#### TASK REQUIREMENTS:
Copy the lines between the one holding "For every instance of the green metal roof, set" and the one holding "x=207 y=240", inclusive, reproducing them verbatim.

#### RECORDED INFORMATION:
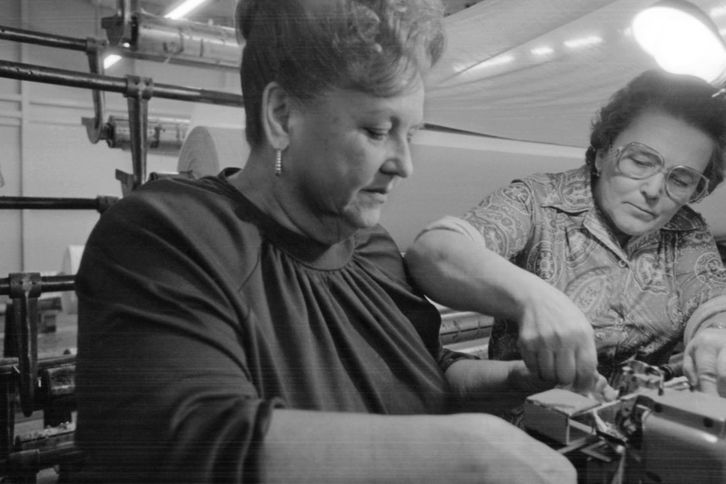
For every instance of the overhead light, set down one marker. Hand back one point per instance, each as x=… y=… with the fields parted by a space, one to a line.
x=682 y=39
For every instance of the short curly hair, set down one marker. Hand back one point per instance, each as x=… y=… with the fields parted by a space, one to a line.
x=381 y=47
x=685 y=97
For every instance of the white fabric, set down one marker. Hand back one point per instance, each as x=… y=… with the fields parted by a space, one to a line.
x=71 y=260
x=546 y=98
x=207 y=149
x=704 y=312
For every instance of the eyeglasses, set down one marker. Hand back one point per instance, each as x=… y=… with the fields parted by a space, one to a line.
x=638 y=161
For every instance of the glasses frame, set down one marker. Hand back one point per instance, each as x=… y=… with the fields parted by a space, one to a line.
x=617 y=155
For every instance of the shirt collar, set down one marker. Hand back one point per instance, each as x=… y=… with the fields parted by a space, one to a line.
x=572 y=193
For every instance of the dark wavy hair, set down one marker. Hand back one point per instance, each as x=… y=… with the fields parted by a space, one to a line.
x=685 y=97
x=380 y=47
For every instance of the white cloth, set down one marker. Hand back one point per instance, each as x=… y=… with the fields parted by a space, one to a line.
x=208 y=149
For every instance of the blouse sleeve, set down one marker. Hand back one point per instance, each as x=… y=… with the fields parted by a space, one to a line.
x=701 y=280
x=163 y=390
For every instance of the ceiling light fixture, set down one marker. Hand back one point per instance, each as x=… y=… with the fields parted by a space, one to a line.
x=682 y=39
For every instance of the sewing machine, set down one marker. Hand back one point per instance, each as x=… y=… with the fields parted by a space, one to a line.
x=656 y=431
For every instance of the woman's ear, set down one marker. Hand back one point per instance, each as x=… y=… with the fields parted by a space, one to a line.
x=276 y=105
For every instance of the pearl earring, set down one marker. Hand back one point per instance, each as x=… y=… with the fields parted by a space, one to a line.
x=278 y=162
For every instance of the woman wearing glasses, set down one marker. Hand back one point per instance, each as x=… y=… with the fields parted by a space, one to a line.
x=588 y=268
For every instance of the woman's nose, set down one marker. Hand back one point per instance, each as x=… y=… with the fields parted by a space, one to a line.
x=399 y=162
x=653 y=186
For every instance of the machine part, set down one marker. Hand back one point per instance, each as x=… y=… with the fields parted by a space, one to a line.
x=683 y=439
x=652 y=433
x=173 y=40
x=551 y=414
x=164 y=135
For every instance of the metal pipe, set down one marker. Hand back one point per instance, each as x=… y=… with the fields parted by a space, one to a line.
x=49 y=75
x=38 y=38
x=49 y=203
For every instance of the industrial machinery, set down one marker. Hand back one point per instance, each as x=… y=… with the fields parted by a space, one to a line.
x=656 y=431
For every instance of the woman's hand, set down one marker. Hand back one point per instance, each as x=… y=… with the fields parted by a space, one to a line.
x=704 y=360
x=556 y=340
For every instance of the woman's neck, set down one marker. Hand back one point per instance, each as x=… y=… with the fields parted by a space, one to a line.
x=270 y=195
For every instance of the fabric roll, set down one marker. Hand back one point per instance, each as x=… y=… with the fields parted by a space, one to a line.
x=207 y=150
x=69 y=266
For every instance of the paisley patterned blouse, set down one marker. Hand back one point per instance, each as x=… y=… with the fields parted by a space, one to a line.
x=638 y=297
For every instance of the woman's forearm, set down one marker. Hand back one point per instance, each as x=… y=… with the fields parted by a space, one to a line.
x=457 y=272
x=319 y=447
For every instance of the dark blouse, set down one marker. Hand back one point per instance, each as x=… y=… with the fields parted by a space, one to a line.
x=197 y=311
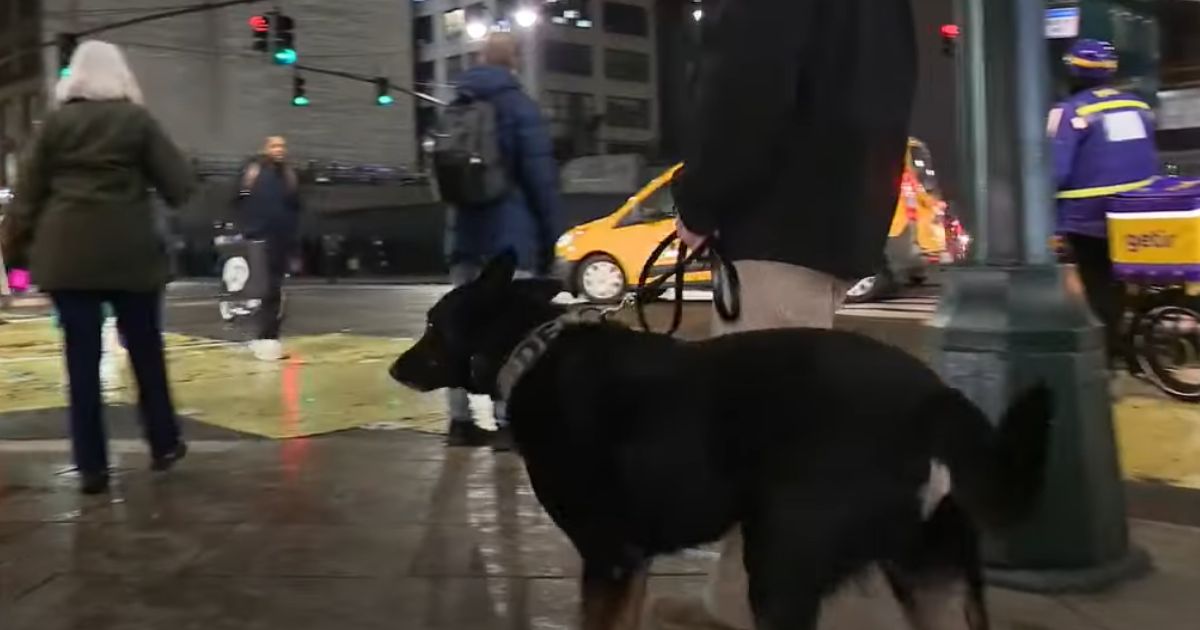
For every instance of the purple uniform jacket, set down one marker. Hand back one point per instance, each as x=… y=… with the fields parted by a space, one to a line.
x=1103 y=145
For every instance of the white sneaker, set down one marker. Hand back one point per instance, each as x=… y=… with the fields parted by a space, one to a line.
x=267 y=349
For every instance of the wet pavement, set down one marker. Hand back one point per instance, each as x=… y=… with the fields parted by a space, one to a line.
x=366 y=521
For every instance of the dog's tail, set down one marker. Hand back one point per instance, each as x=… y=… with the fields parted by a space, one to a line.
x=996 y=473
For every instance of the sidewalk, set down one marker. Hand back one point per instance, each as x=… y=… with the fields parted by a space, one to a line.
x=383 y=529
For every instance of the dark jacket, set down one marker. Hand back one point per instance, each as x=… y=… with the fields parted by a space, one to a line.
x=269 y=201
x=529 y=219
x=801 y=129
x=83 y=210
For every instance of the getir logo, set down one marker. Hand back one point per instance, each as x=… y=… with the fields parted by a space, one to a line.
x=1151 y=240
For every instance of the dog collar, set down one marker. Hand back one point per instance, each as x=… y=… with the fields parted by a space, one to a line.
x=527 y=353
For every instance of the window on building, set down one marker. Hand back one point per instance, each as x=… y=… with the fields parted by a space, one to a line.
x=627 y=65
x=423 y=29
x=424 y=73
x=27 y=9
x=567 y=107
x=625 y=19
x=568 y=58
x=1180 y=61
x=478 y=11
x=660 y=199
x=454 y=23
x=454 y=67
x=629 y=113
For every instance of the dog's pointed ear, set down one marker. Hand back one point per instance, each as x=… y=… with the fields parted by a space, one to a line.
x=543 y=289
x=499 y=270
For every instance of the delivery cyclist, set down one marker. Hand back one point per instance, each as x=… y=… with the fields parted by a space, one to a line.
x=1103 y=145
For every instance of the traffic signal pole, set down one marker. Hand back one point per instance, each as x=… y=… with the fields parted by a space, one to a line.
x=1013 y=317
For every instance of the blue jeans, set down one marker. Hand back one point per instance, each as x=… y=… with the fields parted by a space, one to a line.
x=457 y=399
x=139 y=321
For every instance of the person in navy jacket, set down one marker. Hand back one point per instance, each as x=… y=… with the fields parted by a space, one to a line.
x=528 y=220
x=1103 y=145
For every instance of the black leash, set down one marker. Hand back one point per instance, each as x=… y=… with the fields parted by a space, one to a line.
x=726 y=285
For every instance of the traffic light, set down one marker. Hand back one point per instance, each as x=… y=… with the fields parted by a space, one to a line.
x=382 y=97
x=261 y=28
x=298 y=95
x=949 y=39
x=283 y=49
x=67 y=43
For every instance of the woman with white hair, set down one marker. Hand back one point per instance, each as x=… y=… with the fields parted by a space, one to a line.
x=84 y=214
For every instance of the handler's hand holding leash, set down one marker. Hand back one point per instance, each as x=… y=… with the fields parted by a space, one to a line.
x=726 y=285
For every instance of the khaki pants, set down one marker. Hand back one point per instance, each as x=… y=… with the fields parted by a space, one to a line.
x=773 y=295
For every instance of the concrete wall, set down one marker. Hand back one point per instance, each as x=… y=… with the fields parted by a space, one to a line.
x=217 y=97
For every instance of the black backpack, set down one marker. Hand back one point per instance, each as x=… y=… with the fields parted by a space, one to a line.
x=467 y=159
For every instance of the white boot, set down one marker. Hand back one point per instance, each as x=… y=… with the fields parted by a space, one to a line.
x=111 y=360
x=267 y=349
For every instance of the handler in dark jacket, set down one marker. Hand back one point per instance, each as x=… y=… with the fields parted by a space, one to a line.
x=795 y=163
x=528 y=221
x=84 y=214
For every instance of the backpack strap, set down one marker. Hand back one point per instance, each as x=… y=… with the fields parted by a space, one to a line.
x=250 y=177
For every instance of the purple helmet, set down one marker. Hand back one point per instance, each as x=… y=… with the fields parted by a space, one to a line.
x=1091 y=59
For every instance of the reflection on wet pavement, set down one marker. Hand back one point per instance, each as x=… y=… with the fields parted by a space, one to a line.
x=329 y=383
x=381 y=531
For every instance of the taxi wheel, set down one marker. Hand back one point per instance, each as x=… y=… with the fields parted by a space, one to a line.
x=600 y=280
x=870 y=288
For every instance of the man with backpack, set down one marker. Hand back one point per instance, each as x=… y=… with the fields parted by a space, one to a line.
x=496 y=169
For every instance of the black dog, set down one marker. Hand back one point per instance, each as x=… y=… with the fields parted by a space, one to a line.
x=833 y=451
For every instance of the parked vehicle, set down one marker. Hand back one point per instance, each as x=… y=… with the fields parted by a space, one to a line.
x=601 y=259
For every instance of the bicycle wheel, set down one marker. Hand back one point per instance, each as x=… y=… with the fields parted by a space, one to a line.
x=1170 y=351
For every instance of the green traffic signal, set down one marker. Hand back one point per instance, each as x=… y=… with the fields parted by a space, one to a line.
x=286 y=57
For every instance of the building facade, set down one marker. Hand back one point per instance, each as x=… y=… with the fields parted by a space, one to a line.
x=592 y=64
x=22 y=95
x=219 y=99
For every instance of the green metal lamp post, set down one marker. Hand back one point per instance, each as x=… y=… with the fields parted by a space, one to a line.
x=1015 y=317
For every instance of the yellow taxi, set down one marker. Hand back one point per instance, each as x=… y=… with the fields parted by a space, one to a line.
x=601 y=259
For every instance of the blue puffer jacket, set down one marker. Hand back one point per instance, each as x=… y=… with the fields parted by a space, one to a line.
x=529 y=219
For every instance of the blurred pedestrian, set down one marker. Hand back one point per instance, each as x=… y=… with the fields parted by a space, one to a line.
x=1103 y=145
x=83 y=213
x=269 y=210
x=527 y=219
x=793 y=165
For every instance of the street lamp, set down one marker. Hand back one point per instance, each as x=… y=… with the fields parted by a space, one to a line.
x=526 y=17
x=1014 y=317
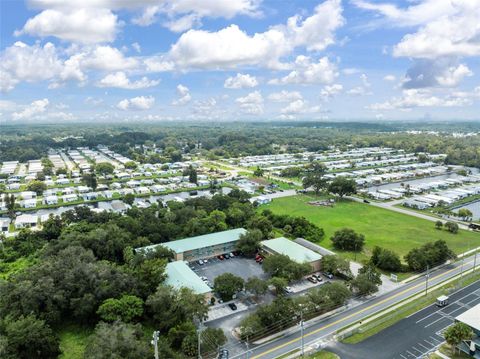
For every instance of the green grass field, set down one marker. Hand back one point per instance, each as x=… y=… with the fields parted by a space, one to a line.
x=381 y=227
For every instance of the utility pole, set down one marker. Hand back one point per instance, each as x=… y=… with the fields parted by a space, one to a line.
x=156 y=333
x=426 y=280
x=199 y=332
x=301 y=327
x=461 y=271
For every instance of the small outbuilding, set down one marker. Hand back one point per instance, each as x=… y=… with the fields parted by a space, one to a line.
x=179 y=275
x=294 y=251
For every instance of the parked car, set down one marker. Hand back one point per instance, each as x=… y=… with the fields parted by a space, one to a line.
x=328 y=275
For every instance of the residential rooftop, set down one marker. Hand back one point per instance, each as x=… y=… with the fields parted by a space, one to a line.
x=295 y=251
x=179 y=275
x=197 y=242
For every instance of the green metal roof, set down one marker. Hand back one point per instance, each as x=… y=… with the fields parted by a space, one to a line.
x=295 y=251
x=179 y=275
x=207 y=240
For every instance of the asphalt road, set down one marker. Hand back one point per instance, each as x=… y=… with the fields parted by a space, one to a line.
x=415 y=336
x=390 y=205
x=319 y=331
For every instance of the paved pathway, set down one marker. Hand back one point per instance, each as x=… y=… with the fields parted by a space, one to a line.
x=317 y=331
x=414 y=336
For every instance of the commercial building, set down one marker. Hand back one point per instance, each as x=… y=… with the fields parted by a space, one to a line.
x=294 y=251
x=179 y=275
x=205 y=246
x=471 y=318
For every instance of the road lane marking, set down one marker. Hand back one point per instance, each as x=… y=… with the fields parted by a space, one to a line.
x=410 y=353
x=423 y=346
x=356 y=313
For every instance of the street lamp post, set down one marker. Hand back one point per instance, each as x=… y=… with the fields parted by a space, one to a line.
x=156 y=333
x=426 y=280
x=301 y=327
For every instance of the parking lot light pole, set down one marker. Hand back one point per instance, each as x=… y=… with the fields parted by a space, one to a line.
x=426 y=280
x=248 y=347
x=301 y=327
x=199 y=332
x=156 y=333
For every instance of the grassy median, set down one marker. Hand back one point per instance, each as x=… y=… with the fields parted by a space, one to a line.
x=382 y=227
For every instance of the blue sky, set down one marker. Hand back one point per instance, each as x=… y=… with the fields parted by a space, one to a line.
x=158 y=60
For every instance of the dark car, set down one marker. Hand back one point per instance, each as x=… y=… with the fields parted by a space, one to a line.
x=328 y=275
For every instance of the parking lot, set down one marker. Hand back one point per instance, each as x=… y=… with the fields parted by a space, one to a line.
x=240 y=266
x=415 y=336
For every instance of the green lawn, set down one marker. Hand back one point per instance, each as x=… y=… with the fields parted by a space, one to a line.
x=396 y=231
x=323 y=355
x=73 y=339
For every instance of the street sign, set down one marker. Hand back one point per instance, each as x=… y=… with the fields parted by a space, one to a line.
x=223 y=354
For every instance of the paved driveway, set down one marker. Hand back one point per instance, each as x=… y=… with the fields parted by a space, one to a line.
x=415 y=336
x=240 y=266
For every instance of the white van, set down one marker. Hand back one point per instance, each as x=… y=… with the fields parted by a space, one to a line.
x=442 y=301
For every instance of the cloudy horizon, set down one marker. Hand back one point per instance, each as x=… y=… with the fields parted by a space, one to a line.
x=250 y=60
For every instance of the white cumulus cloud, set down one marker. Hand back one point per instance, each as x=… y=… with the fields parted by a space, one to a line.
x=184 y=97
x=240 y=81
x=83 y=25
x=330 y=91
x=137 y=103
x=307 y=71
x=35 y=108
x=120 y=80
x=252 y=103
x=285 y=96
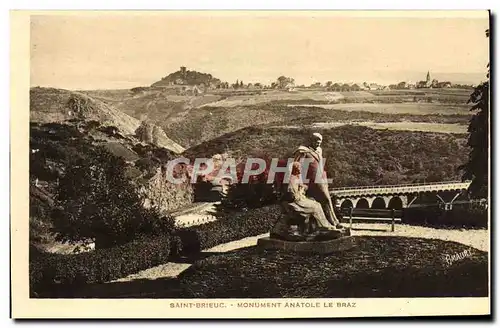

#### ANSWER IN FULL:
For every instance of the green metal roof, set down one marker. Hand back one point per instance, each as x=… y=… with the fields parted by a space, one to a line.
x=295 y=251
x=179 y=275
x=207 y=240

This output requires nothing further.